- [Actividad a realizar]
Presenta todas las filas siguientes como un CSV de dos columnas, entrada y salida, con una línea por fila: en entrada va el texto de la fila y en salida su respuesta. Escribe cada campo entre comillas y convierte sus saltos de línea en espacios.

**** Datos proporcionados ****

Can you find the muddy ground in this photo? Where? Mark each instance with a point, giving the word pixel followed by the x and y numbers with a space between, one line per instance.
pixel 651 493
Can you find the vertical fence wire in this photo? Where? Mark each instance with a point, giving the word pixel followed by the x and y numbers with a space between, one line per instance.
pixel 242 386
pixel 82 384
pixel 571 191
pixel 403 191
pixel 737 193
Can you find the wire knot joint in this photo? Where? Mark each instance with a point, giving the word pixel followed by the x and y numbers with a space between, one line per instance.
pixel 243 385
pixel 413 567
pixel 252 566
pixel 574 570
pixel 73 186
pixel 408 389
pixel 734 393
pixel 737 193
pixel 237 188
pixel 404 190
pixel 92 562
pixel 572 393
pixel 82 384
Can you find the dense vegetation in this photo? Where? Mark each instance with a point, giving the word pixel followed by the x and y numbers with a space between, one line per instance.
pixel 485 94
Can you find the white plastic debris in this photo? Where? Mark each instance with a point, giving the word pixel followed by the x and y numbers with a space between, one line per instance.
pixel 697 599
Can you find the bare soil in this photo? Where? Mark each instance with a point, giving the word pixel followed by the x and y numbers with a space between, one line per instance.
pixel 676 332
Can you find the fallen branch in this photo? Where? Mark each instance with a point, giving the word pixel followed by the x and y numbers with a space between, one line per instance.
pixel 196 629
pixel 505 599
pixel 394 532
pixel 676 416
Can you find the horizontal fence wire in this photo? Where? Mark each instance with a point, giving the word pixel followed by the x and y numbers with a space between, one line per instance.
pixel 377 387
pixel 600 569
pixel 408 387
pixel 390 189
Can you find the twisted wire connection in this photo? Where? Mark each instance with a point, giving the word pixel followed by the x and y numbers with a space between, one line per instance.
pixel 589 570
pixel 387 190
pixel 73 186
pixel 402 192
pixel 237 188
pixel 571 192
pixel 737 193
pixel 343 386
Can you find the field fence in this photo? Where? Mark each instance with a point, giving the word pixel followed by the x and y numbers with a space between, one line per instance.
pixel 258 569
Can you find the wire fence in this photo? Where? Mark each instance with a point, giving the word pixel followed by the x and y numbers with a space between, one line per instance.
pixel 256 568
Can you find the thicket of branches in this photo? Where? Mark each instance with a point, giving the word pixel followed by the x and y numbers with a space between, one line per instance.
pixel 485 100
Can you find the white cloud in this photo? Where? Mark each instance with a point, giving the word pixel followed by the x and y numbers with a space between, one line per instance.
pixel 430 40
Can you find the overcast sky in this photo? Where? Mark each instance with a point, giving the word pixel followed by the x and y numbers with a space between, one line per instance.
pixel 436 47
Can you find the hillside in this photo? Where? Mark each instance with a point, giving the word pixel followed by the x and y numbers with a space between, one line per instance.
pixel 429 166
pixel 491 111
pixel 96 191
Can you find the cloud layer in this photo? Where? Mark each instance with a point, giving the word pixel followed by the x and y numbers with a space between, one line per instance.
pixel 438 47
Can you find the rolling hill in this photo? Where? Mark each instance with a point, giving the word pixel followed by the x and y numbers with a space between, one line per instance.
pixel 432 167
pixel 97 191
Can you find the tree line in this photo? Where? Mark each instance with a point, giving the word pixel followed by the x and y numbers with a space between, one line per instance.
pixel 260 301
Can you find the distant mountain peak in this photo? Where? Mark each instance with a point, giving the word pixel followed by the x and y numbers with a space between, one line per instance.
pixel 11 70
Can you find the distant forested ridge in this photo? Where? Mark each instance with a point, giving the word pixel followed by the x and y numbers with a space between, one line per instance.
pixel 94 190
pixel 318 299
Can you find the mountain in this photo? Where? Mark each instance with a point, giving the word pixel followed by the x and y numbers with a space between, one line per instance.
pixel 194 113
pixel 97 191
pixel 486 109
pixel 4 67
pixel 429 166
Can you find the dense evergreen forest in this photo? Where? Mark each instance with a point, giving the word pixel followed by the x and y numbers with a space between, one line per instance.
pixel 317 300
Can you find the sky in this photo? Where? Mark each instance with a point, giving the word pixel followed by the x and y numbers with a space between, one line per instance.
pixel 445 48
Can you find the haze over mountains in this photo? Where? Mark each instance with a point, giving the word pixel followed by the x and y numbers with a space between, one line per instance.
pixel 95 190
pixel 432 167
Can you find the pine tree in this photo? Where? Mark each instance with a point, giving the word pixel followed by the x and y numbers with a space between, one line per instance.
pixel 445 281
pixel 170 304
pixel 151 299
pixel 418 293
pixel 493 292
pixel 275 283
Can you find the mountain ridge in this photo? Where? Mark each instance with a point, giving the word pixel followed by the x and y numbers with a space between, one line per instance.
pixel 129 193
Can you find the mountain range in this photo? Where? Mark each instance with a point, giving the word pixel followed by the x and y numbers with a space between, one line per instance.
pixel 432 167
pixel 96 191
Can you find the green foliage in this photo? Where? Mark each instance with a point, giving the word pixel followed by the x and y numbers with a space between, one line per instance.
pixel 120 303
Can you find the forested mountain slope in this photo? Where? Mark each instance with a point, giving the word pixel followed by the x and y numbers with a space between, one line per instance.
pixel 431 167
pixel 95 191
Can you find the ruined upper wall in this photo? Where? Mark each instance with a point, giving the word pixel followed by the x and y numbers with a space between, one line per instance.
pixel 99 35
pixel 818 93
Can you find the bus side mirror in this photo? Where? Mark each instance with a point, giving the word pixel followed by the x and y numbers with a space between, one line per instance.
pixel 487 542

****

- [Respuesta del ejercicio]
entrada,salida
"Can you find the muddy ground in this photo? Where? Mark each instance with a point, giving the word pixel followed by the x and y numbers with a space between, one line per instance.","pixel 651 493"
"Can you find the vertical fence wire in this photo? Where? Mark each instance with a point, giving the word pixel followed by the x and y numbers with a space between, one line per instance.","pixel 242 386 pixel 82 384 pixel 571 191 pixel 403 191 pixel 737 193"
"Can you find the wire knot joint in this photo? Where? Mark each instance with a point, giving the word pixel followed by the x and y numbers with a space between, one line per instance.","pixel 243 385 pixel 413 567 pixel 252 566 pixel 574 570 pixel 73 186 pixel 408 389 pixel 734 393 pixel 737 193 pixel 237 188 pixel 404 190 pixel 92 562 pixel 572 393 pixel 82 384"
"Can you find the dense vegetation in this photo? Where? Mark each instance with a point, giving the word pixel followed by the x and y numbers with a space between, one line per instance.","pixel 485 94"
"Can you find the white plastic debris in this photo? Where? Mark each instance with a point, giving the word pixel followed by the x and y numbers with a space between, one line per instance.","pixel 697 599"
"Can you find the bare soil in this photo? Where? Mark each instance with a point, giving the word pixel followed by the x and y numbers with a space between, one line per instance.","pixel 676 332"
"Can you find the fallen branch in this photo? Where? Mark each instance with a point, giving the word pixel followed by the x and y numbers with a space between, one line per instance.","pixel 196 629 pixel 505 599 pixel 394 532 pixel 676 416"
"Can you find the horizontal fence wire in this photo? Where? Mark each instance with a point, giving the word pixel followed by the x and y numbers with a space between, one line per instance.","pixel 377 387 pixel 600 569 pixel 408 387 pixel 390 189"
"Can you find the twisted wire connection in this photo? Where? Mark each instance with a point, giving the word pixel followed by the x and y numbers with a space between, one line per instance.","pixel 589 570 pixel 387 190 pixel 73 186 pixel 402 192 pixel 237 188 pixel 571 192 pixel 737 193 pixel 343 386"
"Can you find the field fence in this photo? Where? Mark each instance with a point, giving the word pixel followed by the x and y numbers with a space between, one line per instance.","pixel 258 569"
"Can you find the wire fence in this photo? Where? Mark each instance with a point, giving the word pixel followed by the x and y numbers with a space between, one line per instance.","pixel 256 568"
"Can you find the thicket of branches in this photo? Where? Mark each instance with a point, giving the word pixel followed by the x and y numbers with a space between, one line per instance.","pixel 485 100"
"Can you find the white cloud in this photo? Where? Mark each instance with a point, giving the word pixel followed by the x and y numbers with a space between, one line per instance.","pixel 430 40"
"Can you find the overcast sky in this photo? Where? Mark each instance with a point, giving the word pixel followed by the x and y numbers with a space between, one line per instance.","pixel 436 47"
"Can you find the hillside in this photo? Where? Mark each instance with a point, giving the word pixel followed by the x and y numbers with a space between, one line per instance.","pixel 429 166 pixel 491 111 pixel 96 191"
"Can you find the cloud layer in this photo? Where? Mark each instance with a point, giving the word pixel followed by the x and y numbers with a space between, one line per instance.","pixel 438 47"
"Can you find the rolling hill in this photo? Where? Mark each instance with a point, giving the word pixel followed by the x and y numbers with a space between, one line per instance.","pixel 432 167 pixel 97 191"
"Can you find the tree line in this photo? Where? Mark each instance with a point, giving the word pixel followed by the x and y numbers with a space between, one line per instance.","pixel 260 301"
"Can you find the distant mountain peak in this photo? Where? Mark each instance with a point, giving the word pixel followed by the x and y numbers with a space between, one line per instance.","pixel 11 70"
"Can you find the distant forested ridge in this photo? Where? Mark each instance with a point, giving the word pixel followed by the x and y numbers with a space between, one line per instance.","pixel 94 190 pixel 318 299"
"Can you find the mountain in this photo? Where? Mark each instance with a point, giving the word pixel followed by the x and y numbers with a space between, one line per instance.","pixel 194 113 pixel 97 191 pixel 486 109 pixel 4 67 pixel 429 166"
"Can you find the dense evergreen forest in this photo? Where? Mark each instance with a point, giving the word pixel followed by the x and y numbers with a space between, one line per instance.","pixel 317 300"
"Can you find the sky in this photo? Where? Mark each instance with a point, giving the word pixel followed by the x and y numbers with a space between, one line per instance.","pixel 445 48"
"Can you find the haze over mountains in this photo? Where? Mark each instance with a point, giving the word pixel followed by the x and y numbers with a space between, one line per instance.","pixel 95 190 pixel 432 167"
"Can you find the pine tree in this photo? Where? Mark each instance with a point, giving the word pixel followed by the x and y numbers with a space between, one line per instance.","pixel 445 281 pixel 170 304 pixel 151 299 pixel 418 293 pixel 493 292 pixel 275 283"
"Can you find the mountain ridge in this photo? Where? Mark each instance with a point, giving the word pixel followed by the x and y numbers with a space between, one line per instance.","pixel 129 193"
"Can you find the mountain range in this photo? Where? Mark each instance with a point, giving the word pixel followed by the x and y numbers with a space between, one line per instance.","pixel 432 167 pixel 96 191"
"Can you find the green foliage in this photo? Where? Mark each instance with a point, giving the word pixel followed by the x and y numbers with a space between, one line per instance.","pixel 120 303"
"Can you find the forested mountain slope in this photo? Where? Mark each instance with a point, giving the word pixel followed by the x and y numbers with a space between, one line per instance.","pixel 431 167 pixel 95 191"
"Can you find the ruined upper wall in this photo? Where? Mark each instance with a point, giving the word pixel followed by the x and y numbers with a space between, one line per instance.","pixel 99 35 pixel 818 93"
"Can you find the bus side mirror in this photo? Where? Mark each instance with a point, giving the word pixel followed by the x and y numbers with a space between, one line per instance.","pixel 487 542"